» **Excerpted data**:
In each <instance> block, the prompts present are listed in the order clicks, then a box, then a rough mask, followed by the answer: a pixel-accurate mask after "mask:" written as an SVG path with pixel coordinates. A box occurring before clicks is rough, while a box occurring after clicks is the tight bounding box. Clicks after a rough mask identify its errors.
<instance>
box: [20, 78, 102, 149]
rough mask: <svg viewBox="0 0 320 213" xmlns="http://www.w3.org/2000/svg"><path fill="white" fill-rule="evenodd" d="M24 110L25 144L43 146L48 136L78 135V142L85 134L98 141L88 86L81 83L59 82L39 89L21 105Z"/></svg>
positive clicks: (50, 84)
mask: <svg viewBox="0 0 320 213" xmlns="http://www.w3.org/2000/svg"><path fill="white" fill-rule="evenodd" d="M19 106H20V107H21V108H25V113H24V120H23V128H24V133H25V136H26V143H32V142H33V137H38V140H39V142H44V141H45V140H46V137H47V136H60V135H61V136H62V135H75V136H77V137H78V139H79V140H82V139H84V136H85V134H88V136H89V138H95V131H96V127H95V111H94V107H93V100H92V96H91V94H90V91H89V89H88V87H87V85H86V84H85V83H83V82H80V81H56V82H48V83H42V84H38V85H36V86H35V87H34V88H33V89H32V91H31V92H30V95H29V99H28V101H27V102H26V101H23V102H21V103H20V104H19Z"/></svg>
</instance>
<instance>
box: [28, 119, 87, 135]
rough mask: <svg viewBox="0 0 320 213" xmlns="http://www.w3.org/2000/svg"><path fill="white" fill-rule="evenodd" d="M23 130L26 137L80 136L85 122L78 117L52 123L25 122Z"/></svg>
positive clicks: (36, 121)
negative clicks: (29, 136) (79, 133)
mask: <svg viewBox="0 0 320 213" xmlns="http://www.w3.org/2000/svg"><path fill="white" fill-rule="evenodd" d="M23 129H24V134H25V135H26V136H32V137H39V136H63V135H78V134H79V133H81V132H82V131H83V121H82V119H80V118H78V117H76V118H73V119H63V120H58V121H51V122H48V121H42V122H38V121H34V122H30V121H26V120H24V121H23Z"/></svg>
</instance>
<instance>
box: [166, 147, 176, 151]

» **Exercise instructions**: Go through the entries above and write each one out exactly.

» **Written answer**:
In each <instance> block, the prompts present are listed in the order clicks, then a box, then a rough mask, followed by the answer: a pixel-accurate mask after "mask:" written as an SVG path with pixel coordinates. A box occurring before clicks is rough, while a box occurring after clicks is the tight bounding box. Clicks after a rough mask identify its errors.
<instance>
box: [20, 78, 102, 149]
rough mask: <svg viewBox="0 0 320 213" xmlns="http://www.w3.org/2000/svg"><path fill="white" fill-rule="evenodd" d="M24 110L25 144L43 146L48 136L78 135V142L85 134L98 141L88 86L81 83L59 82L39 89L21 105Z"/></svg>
positive clicks: (50, 84)
mask: <svg viewBox="0 0 320 213" xmlns="http://www.w3.org/2000/svg"><path fill="white" fill-rule="evenodd" d="M19 106H20V107H21V108H25V113H24V120H23V128H24V133H25V136H26V143H32V142H33V137H38V140H39V142H44V141H45V140H46V137H47V136H60V135H61V136H62V135H75V136H77V137H78V139H79V140H82V139H84V136H85V134H88V136H89V138H95V131H96V127H95V111H94V107H93V100H92V96H91V94H90V91H89V89H88V87H87V85H86V84H85V83H83V82H80V81H56V82H48V83H42V84H38V85H36V86H35V87H34V88H33V89H32V91H31V92H30V95H29V99H28V101H27V102H26V101H23V102H21V103H20V104H19Z"/></svg>
</instance>
<instance>
box: [28, 119, 87, 135]
rough mask: <svg viewBox="0 0 320 213" xmlns="http://www.w3.org/2000/svg"><path fill="white" fill-rule="evenodd" d="M23 130L26 137L80 136L85 122L78 117L52 123L25 122Z"/></svg>
positive clicks: (36, 121)
negative clicks: (29, 136) (79, 133)
mask: <svg viewBox="0 0 320 213" xmlns="http://www.w3.org/2000/svg"><path fill="white" fill-rule="evenodd" d="M23 129H24V134H25V135H26V136H32V137H39V136H63V135H78V134H79V133H81V132H82V131H83V121H82V119H80V118H78V117H76V118H73V119H63V120H58V121H51V122H48V121H42V122H38V121H34V122H30V121H26V120H24V121H23Z"/></svg>
</instance>
<instance>
box: [166, 147, 176, 151]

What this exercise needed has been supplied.